Required task
Reproduce the lines below, switching "segment" to "outline" wherever it occurs and leaving everything else unchanged.

Region outline entries
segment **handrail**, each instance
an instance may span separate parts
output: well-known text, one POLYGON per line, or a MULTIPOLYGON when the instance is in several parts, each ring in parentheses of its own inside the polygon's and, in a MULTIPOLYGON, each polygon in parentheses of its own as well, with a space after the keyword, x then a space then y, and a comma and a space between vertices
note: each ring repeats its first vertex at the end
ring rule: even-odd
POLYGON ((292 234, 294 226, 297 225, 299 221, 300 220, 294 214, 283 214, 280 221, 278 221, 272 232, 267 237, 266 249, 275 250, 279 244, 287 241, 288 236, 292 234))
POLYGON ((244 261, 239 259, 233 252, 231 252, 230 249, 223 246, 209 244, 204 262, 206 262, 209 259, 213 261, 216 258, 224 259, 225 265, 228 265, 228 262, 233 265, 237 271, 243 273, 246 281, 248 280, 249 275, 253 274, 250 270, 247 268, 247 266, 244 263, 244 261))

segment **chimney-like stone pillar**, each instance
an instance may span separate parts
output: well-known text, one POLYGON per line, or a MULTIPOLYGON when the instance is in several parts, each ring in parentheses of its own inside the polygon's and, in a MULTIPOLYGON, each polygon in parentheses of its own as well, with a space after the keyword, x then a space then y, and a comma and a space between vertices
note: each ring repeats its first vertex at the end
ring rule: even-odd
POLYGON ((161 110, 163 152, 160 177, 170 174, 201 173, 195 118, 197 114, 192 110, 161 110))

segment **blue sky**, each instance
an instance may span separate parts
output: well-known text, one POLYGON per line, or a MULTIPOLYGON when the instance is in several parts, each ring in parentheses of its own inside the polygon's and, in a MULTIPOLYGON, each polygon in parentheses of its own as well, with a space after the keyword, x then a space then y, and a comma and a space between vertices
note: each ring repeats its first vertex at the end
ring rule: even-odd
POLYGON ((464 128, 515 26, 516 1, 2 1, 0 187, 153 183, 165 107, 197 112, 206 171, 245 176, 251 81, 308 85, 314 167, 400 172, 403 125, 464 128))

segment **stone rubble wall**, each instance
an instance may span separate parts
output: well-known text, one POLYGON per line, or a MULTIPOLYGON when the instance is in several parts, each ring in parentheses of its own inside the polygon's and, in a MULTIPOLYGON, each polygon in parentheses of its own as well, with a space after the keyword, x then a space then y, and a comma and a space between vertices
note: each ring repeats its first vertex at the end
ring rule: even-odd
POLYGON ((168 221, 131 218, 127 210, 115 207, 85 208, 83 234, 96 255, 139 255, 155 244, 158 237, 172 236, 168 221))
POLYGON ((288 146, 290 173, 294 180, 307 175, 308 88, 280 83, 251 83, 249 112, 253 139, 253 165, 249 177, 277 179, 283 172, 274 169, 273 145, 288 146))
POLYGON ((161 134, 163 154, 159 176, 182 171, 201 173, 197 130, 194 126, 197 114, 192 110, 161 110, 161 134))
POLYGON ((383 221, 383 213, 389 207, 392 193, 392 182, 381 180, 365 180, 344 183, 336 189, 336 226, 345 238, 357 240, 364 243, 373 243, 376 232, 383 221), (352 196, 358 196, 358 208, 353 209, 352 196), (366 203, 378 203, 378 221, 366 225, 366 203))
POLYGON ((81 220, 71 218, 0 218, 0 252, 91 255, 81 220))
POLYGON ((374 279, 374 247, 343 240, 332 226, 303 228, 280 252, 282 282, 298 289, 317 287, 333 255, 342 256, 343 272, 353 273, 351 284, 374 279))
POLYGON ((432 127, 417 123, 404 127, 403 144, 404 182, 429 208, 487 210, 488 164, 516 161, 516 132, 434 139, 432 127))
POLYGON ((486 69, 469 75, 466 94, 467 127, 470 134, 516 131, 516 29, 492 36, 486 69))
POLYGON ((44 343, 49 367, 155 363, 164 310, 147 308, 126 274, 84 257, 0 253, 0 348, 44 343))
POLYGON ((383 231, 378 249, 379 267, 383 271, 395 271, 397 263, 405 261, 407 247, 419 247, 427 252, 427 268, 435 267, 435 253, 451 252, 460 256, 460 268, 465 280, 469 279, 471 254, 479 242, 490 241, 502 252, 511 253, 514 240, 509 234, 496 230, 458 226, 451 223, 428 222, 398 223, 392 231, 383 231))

Correct result
outline **handrail**, each instance
an instance may span separate parts
output: well-known text, one POLYGON per line, or a MULTIPOLYGON when the instance is in several parts, each ring in parentheses of its own inside the polygon's and, in a MULTIPOLYGON, each polygon in parentheses of its own as well, with a space after the keyword, x then a space then y, and a comma and a space between vertices
note: each ring repeats its first vertex at the end
ring rule: even-odd
POLYGON ((292 234, 294 226, 297 225, 299 221, 300 220, 294 214, 283 214, 280 221, 278 221, 272 232, 267 237, 266 249, 275 250, 279 244, 287 241, 288 236, 292 234))
POLYGON ((244 261, 239 259, 233 252, 231 252, 230 249, 223 246, 209 244, 204 262, 206 262, 209 259, 213 261, 216 258, 224 259, 225 265, 228 265, 228 262, 233 265, 237 271, 243 273, 246 281, 248 280, 249 275, 253 274, 250 270, 247 268, 247 266, 244 263, 244 261))

outline **chimney-like stone pillar**, each instance
an instance may span separate parts
output: well-known text, one POLYGON per line, or a MULTIPOLYGON when the instance is in several parts, each ring in parentheses of its own inside the polygon's and, in a MULTIPOLYGON, each polygon in parentheses of its own as well, with a space after the keyword, x then a space then y, and a comma and a space between vertices
note: each ring repeats its first vertex at the end
ring rule: even-odd
POLYGON ((161 110, 163 152, 160 177, 170 174, 201 173, 195 118, 197 114, 192 110, 161 110))

outline **blue sky**, each instance
an instance may span separate parts
output: well-known text, one POLYGON per line, or a MULTIPOLYGON when the instance is in several parts, each ring in parentheses of its own inside the polygon's and, in a MULTIPOLYGON, each polygon in parentheses of its own as well, with a space after the keyword, x then a space then y, and a comma and a space between vertices
note: each ring repeats its first vertex at the end
ring rule: even-odd
POLYGON ((464 128, 515 26, 516 1, 2 1, 0 187, 153 183, 165 107, 197 112, 206 171, 245 176, 251 81, 308 85, 314 167, 400 172, 403 125, 464 128))

outline **stone rubble wall**, each instance
an instance may span separate parts
output: well-known text, one POLYGON per line, or a MULTIPOLYGON when the instance is in several parts, each ring in parentheses of its own inside the polygon's and, in a MULTIPOLYGON, each polygon in parentheses of its own as well, with a space after the keyword, x then a space then y, and a comma and a space between vertices
note: each ring repeats its first vertex at the end
ring rule: even-odd
POLYGON ((168 221, 131 218, 127 210, 115 207, 85 208, 83 234, 96 255, 139 255, 155 244, 158 237, 172 236, 168 221))
POLYGON ((288 146, 290 173, 294 180, 307 175, 308 88, 280 83, 251 83, 249 112, 253 139, 253 165, 249 177, 277 179, 283 172, 274 169, 273 145, 288 146))
POLYGON ((161 134, 163 154, 159 176, 182 171, 201 173, 197 130, 194 126, 197 114, 192 110, 161 110, 161 134))
POLYGON ((383 221, 383 213, 389 207, 392 193, 392 182, 381 180, 365 180, 344 183, 336 189, 336 226, 345 238, 357 240, 364 243, 373 243, 376 232, 383 221), (352 196, 358 196, 358 208, 353 209, 352 196), (366 203, 378 203, 378 221, 366 225, 366 203))
POLYGON ((81 220, 71 218, 0 218, 0 252, 91 255, 81 220))
POLYGON ((374 279, 374 247, 343 240, 332 226, 303 228, 280 252, 282 282, 298 289, 317 287, 333 255, 342 256, 343 272, 353 273, 351 284, 374 279))
POLYGON ((432 127, 417 123, 404 127, 403 144, 404 182, 429 208, 487 210, 488 164, 516 161, 516 132, 434 139, 432 127))
POLYGON ((486 69, 469 75, 466 94, 467 127, 470 134, 516 131, 516 29, 492 36, 486 69))
POLYGON ((44 343, 49 367, 155 363, 164 310, 147 308, 126 274, 84 257, 0 253, 0 348, 44 343))
POLYGON ((383 231, 378 249, 379 267, 383 271, 395 271, 397 263, 405 261, 407 247, 419 247, 427 252, 427 268, 435 267, 435 253, 451 252, 460 256, 460 268, 465 280, 469 279, 471 254, 479 242, 490 241, 502 252, 511 253, 514 240, 509 234, 496 230, 458 226, 451 223, 428 222, 398 223, 392 231, 383 231))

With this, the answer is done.